• To be done:
1. In the RCU mailing-list reply, what is the title of the commit that Paul E. McKenney points to?
2. List every mailing-list address in the Cc field of the RCU mailing-list reply.

• Excerpted passage:

⟨

Re: [RFC PATCH 1/2] rcu: Add rcu_read_lock_notrace()

linux-trace-kernel.vger.kernel.org archive mirror
 help / color / mirror / Atom feed

From: Mathieu Desnoyers <mathieu.desnoyers@efficios.com>
To: paulmck@kernel.org
Cc: Sebastian Andrzej Siewior <bigeasy@linutronix.de>,
	Boqun Feng <boqun.feng@gmail.com>,
	linux-rt-devel@lists.linux.dev, rcu@vger.kernel.org,
	linux-trace-kernel@vger.kernel.org,
	Frederic Weisbecker <frederic@kernel.org>,
	Joel Fernandes <joelagnelf@nvidia.com>,
	Josh Triplett <josh@joshtriplett.org>,
	Lai Jiangshan <jiangshanlai@gmail.com>,
	Masami Hiramatsu <mhiramat@kernel.org>,
	Neeraj Upadhyay <neeraj.upadhyay@kernel.org>,
	Steven Rostedt <rostedt@goodmis.org>,
	Thomas Gleixner <tglx@linutronix.de>,
	Uladzislau Rezki <urezki@gmail.com>,
	Zqiang <qiang.zhang@linux.dev>
Subject: Re: [RFC PATCH 1/2] rcu: Add rcu_read_lock_notrace()
Date: Fri, 11 Jul 2025 09:46:25 -0400	[thread overview]
Message-ID: <bbe08cca-72c4-4bd2-a894-97227edcd1ad@efficios.com> (raw)
In-Reply-To: <512331d8-fdb4-4dc1-8d9b-34cc35ba48a5@paulmck-laptop>

On 2025-07-09 14:33, Paul E. McKenney wrote:
> On Wed, Jul 09, 2025 at 10:31:14AM -0400, Mathieu Desnoyers wrote:
>> On 2025-07-08 16:49, Paul E. McKenney wrote:
>>> On Tue, Jul 08, 2025 at 03:40:05PM -0400, Mathieu Desnoyers wrote:
>>>> On 2025-07-07 17:56, Paul E. McKenney wrote:
>>>>> On Mon, Jun 23, 2025 at 11:13:03AM -0700, Paul E. McKenney wrote:
>>>>>> On Mon, Jun 23, 2025 at 12:49:41PM +0200, Sebastian Andrzej Siewior wrote:
>>>>>>> On 2025-06-20 04:23:49 [-0700], Paul E. McKenney wrote:
[...]
> 
>> I have nothing against an immediate IRQ-work, but I'm worried about
>> _nested_ immediate IRQ-work, where we end up triggering a endless
>> recursion of IRQ-work through instrumentation.
>>
>> Ideally we would want to figure out a way to prevent endless recursion,
>> while keeping the immediate IRQ-work within rcu_read_unlock_notrace()
>> to keep RT latency within bounded ranges, but without adding unwanted
>> overhead by adding too many conditional branches to the fast-paths.
>>
>> Is there a way to issue a given IRQ-work only when not nested in that
>> IRQ-work handler ? Any way we can detect and prevent that recursion
>> should work fine.
> 
> You are looking for this commit from Joel Fernandes:
> 
> 3284e4adca9b ("rcu: Fix rcu_read_unlock() deadloop due to IRQ work")
> 
> This is in the shiny-ish new-ish shared RCU tree at:
> 
> 	git@gitolite.kernel.org:pub/scm/linux/kernel/git/rcu/linux
> 
> Or Message-Id <20250709104118.15532-6-neeraj.upadhyay@kernel.org>.

Whatever means of tracking whether we are already in an irq work
context and prevent emitting a recursive irq work should do.

⟩

• Data:
⟨

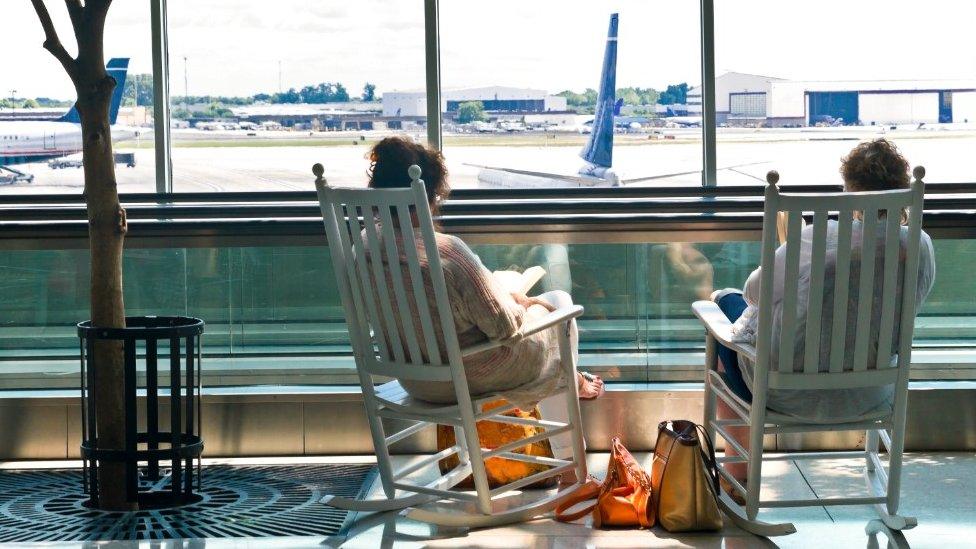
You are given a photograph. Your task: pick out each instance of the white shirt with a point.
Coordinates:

⟩

• Task answers:
1. "rcu: Fix rcu_read_unlock() deadloop due to IRQ work"

2. linux-rt-devel@lists.linux.dev, rcu@vger.kernel.org, linux-trace-kernel@vger.kernel.org